**所给文段:**
时间:2023-07-19 理论教育 版权反馈
【摘要】:战前的数十年间,世界造船厂平均每年生产的船舶能够运载的货物还不到300万吨。它们的订单使造船厂达到了产能上限。制造远洋船只的船厂通常会雇用数千名工人,而且是钢材的主要消费者。许多船东拒绝接收预订的船只,因为它们已经派不上用场。日本的造船业受到的打击最大。西德政府制定的复杂的税法,鼓励想要避税的富裕公民投资远洋船只。

战前船舶运载能力不高,船厂订单满格,造船业受打击

贸易壁垒的降低,资本的自由流动,运输、计算机和通信领域的进步都使世界变得越来越小。但是,这些根本性的变化并不是使企业供应链在全球范围内扩张的全部原因。决定在哪里制造产品以及如何运输它们的一个关键因素在于远洋运输可以得到高额补贴,而国内运输往往无法享受这个好处。船厂以及船舶、运河和码头的经营者和工作人员都是受益者,因为他们直接或间接地得到了补贴,可以大幅降低服务价格。讽刺的是,许多这样的补贴是由工资水平较高的国家政府提供的,但它们反而受到了严重冲击,因为低价运输降低了进口商品的价格,使这些国家的制造业工作大量流失。

**任务目标 A:**
逐字照录记录中从含有“Practice. Place a marker on each instance of the fine”的那一行起、到含有“x=103 y=172”的那一行止的各行，首尾两行都要包括在内。
上面的所给文段与下面的记录彼此无关。

**数据集摘录:**
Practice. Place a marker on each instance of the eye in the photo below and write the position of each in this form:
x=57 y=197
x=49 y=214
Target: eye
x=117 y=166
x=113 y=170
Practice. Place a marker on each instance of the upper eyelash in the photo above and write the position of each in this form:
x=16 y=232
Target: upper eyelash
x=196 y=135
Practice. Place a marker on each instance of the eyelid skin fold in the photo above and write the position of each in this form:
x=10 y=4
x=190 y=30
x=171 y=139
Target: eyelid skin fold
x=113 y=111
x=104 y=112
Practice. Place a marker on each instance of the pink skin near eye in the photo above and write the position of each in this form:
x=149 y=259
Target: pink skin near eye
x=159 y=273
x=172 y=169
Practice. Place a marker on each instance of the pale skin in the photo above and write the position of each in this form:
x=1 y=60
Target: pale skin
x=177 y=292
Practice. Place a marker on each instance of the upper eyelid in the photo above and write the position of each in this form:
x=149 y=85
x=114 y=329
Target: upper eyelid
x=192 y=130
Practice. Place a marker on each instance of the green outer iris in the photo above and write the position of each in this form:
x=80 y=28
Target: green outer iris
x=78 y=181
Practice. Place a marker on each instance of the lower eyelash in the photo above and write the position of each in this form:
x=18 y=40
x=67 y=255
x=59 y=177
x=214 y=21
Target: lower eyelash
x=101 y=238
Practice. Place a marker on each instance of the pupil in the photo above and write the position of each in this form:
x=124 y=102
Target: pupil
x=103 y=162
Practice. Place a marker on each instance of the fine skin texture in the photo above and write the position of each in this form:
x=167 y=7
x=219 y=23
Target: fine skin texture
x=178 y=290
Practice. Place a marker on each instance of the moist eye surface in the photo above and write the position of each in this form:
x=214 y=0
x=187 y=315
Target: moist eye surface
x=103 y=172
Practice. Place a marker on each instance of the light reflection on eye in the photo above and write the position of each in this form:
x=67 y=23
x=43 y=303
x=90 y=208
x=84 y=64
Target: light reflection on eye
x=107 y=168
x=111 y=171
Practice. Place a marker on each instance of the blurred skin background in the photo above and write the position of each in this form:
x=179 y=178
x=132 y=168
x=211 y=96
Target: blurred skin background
...
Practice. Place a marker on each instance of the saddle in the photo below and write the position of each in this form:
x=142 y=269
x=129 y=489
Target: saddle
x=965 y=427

**任务目标 B:**
根据所给文段回答：
(i) 战前数十年间，世界造船厂平均每年生产的船舶能够运载多少货物？
(ii) 哪个国家的造船业受到的打击最大？
(iii) 远洋运输可以得到高额补贴，而哪种运输往往无法享受这个好处？

**任务答案 A:**
Practice. Place a marker on each instance of the fine skin texture in the photo above and write the position of each in this form:
x=167 y=7
x=219 y=23
Target: fine skin texture
x=178 y=290
Practice. Place a marker on each instance of the moist eye surface in the photo above and write the position of each in this form:
x=214 y=0
x=187 y=315
Target: moist eye surface
x=103 y=172

**任务答案 B:**
(i) 不到300万吨。
(ii) 日本。
(iii) 国内运输。